Exercise instructions: Your answer should be the line that contains "Target: blue stadium seat" and each line after it, restated word for word through the final line of the entries.

Records supplied:
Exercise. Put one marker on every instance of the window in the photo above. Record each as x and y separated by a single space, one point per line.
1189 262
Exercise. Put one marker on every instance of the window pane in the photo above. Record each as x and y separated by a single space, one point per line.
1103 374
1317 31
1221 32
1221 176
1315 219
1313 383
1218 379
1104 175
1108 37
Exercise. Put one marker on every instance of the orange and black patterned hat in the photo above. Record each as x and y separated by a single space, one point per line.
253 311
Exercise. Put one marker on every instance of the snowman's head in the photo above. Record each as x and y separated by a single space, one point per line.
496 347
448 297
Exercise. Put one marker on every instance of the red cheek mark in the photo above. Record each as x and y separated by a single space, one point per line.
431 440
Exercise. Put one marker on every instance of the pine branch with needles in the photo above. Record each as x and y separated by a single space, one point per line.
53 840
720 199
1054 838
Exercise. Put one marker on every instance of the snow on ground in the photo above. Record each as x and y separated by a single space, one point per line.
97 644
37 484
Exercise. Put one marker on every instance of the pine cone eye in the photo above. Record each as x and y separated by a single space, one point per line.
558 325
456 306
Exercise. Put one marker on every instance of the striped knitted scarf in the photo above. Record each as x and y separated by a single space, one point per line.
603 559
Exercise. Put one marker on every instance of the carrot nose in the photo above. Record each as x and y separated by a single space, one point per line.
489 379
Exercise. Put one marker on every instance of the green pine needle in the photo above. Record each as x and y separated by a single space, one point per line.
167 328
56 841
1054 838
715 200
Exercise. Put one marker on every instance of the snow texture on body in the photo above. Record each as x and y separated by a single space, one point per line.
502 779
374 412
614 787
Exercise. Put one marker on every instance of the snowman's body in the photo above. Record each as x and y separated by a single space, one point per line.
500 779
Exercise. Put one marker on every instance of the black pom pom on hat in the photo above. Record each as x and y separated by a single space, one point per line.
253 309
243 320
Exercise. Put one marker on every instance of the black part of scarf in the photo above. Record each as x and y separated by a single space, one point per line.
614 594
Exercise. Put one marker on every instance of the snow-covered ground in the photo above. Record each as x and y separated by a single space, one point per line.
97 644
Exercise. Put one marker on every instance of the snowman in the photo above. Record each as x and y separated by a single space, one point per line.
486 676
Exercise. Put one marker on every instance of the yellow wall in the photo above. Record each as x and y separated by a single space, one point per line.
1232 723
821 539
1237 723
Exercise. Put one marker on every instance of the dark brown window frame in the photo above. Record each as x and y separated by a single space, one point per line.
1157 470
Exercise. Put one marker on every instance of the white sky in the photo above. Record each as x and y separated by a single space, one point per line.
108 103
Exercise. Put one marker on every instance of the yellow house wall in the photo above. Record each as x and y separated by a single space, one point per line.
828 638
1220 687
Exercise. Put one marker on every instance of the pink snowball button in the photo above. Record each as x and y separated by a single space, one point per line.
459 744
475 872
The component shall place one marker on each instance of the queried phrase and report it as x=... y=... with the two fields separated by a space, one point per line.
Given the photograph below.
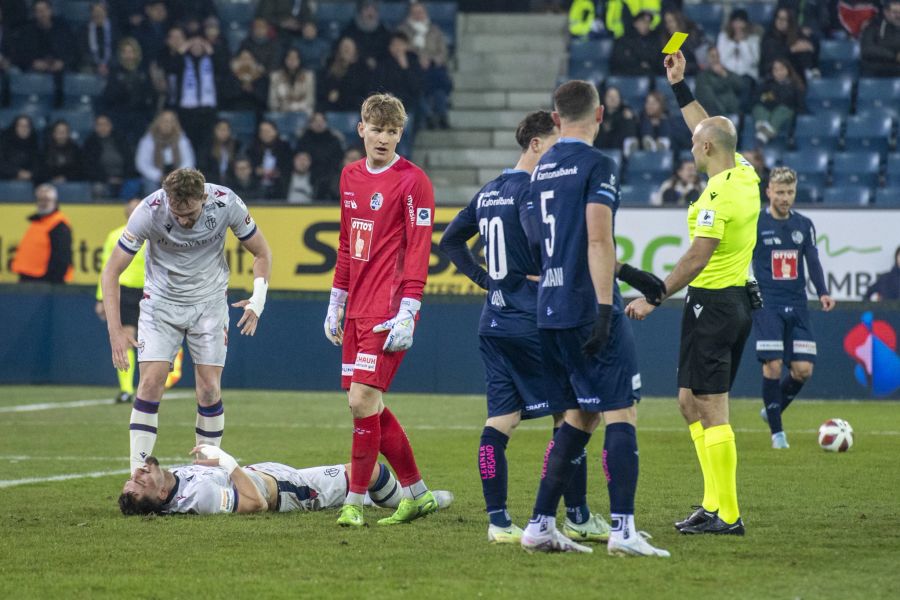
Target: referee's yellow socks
x=722 y=454
x=710 y=497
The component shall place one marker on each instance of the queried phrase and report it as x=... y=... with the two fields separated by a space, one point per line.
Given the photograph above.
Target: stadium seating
x=829 y=93
x=16 y=191
x=846 y=195
x=855 y=168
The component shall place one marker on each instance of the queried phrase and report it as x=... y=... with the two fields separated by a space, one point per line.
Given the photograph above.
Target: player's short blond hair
x=384 y=110
x=183 y=186
x=785 y=175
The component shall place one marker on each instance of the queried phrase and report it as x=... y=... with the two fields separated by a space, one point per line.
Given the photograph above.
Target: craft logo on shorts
x=366 y=362
x=361 y=238
x=784 y=264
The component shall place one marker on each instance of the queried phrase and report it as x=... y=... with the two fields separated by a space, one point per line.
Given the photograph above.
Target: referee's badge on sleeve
x=706 y=218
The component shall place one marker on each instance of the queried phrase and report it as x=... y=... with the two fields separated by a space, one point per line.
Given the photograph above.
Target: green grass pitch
x=819 y=525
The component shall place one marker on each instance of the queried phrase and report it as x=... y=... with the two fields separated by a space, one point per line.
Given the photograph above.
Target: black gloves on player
x=600 y=333
x=646 y=283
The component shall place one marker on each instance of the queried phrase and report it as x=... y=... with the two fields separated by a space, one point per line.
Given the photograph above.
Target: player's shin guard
x=397 y=450
x=142 y=431
x=710 y=495
x=366 y=439
x=210 y=424
x=772 y=401
x=560 y=463
x=723 y=459
x=493 y=470
x=790 y=387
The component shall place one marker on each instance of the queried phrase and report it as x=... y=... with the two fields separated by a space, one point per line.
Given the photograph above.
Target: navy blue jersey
x=569 y=176
x=494 y=213
x=778 y=259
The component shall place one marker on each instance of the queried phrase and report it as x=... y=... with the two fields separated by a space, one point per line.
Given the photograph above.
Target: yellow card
x=674 y=43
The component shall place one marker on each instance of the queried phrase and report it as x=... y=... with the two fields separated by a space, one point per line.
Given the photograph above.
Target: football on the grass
x=836 y=435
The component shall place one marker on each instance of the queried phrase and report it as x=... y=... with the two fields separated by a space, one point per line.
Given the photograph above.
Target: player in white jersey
x=217 y=484
x=184 y=225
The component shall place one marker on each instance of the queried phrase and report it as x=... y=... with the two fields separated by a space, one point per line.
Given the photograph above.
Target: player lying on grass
x=215 y=483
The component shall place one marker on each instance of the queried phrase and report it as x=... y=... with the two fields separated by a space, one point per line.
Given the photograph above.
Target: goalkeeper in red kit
x=387 y=208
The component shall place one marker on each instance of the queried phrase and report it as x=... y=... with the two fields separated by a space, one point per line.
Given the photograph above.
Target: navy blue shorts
x=784 y=333
x=515 y=375
x=608 y=381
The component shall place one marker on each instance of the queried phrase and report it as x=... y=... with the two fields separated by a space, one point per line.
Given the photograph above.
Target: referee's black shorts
x=130 y=304
x=715 y=325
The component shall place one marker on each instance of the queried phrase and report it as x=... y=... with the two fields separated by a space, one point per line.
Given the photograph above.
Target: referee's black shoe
x=698 y=517
x=716 y=527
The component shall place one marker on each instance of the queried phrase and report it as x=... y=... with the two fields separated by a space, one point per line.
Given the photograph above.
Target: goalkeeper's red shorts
x=363 y=359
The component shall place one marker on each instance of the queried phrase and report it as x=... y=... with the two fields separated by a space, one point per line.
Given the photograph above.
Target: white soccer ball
x=835 y=435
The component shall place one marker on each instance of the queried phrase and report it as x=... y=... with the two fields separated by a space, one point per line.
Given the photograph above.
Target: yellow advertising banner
x=303 y=241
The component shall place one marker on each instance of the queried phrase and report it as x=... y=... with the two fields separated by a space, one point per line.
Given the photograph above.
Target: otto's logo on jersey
x=361 y=238
x=784 y=264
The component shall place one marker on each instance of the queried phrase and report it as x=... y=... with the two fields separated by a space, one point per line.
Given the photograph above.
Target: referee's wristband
x=683 y=94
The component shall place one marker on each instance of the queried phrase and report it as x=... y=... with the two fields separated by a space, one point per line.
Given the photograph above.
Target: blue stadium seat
x=648 y=167
x=811 y=166
x=888 y=197
x=878 y=93
x=839 y=57
x=855 y=168
x=74 y=192
x=868 y=131
x=829 y=93
x=846 y=195
x=16 y=191
x=821 y=130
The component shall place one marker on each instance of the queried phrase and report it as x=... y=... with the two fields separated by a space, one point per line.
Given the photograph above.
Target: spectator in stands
x=97 y=40
x=682 y=188
x=271 y=159
x=638 y=51
x=880 y=44
x=19 y=150
x=720 y=91
x=263 y=44
x=218 y=162
x=292 y=87
x=887 y=285
x=243 y=182
x=619 y=128
x=323 y=146
x=655 y=128
x=346 y=80
x=163 y=149
x=61 y=159
x=288 y=15
x=45 y=44
x=429 y=44
x=45 y=252
x=785 y=40
x=370 y=35
x=109 y=163
x=129 y=96
x=249 y=86
x=778 y=99
x=738 y=46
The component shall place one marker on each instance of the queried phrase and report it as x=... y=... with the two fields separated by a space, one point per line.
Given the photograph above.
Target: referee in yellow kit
x=716 y=319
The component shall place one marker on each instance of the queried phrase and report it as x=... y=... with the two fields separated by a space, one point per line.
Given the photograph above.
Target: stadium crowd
x=812 y=85
x=104 y=99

Response below:
Target: blue stadium seat
x=648 y=167
x=811 y=166
x=888 y=197
x=878 y=93
x=839 y=57
x=855 y=168
x=74 y=192
x=868 y=131
x=829 y=93
x=846 y=195
x=16 y=191
x=821 y=130
The component shall place one marker on each instance of the queried phrase and report it as x=... y=... with the two fields separated by a space, one point per line.
Given the photograph above.
Target: spectator in stands
x=97 y=40
x=682 y=188
x=271 y=159
x=638 y=51
x=880 y=44
x=19 y=150
x=720 y=91
x=263 y=44
x=218 y=162
x=292 y=87
x=887 y=285
x=243 y=182
x=619 y=128
x=323 y=146
x=655 y=128
x=346 y=80
x=163 y=149
x=61 y=159
x=288 y=15
x=45 y=44
x=429 y=44
x=45 y=252
x=785 y=40
x=370 y=35
x=109 y=163
x=129 y=96
x=249 y=86
x=778 y=99
x=738 y=46
The component shall place one marker on each instance of the queried phrase and report it as x=... y=... with the two fields separated by a space, one point per line.
Given the photograph above.
Target: referee in yellow kit
x=716 y=319
The component shall place one marker on each instance of the queried phrase and report it as x=... y=... with the two fields separated by a space, one point per line.
Given the photograph above.
Target: stadium crowd
x=812 y=85
x=104 y=99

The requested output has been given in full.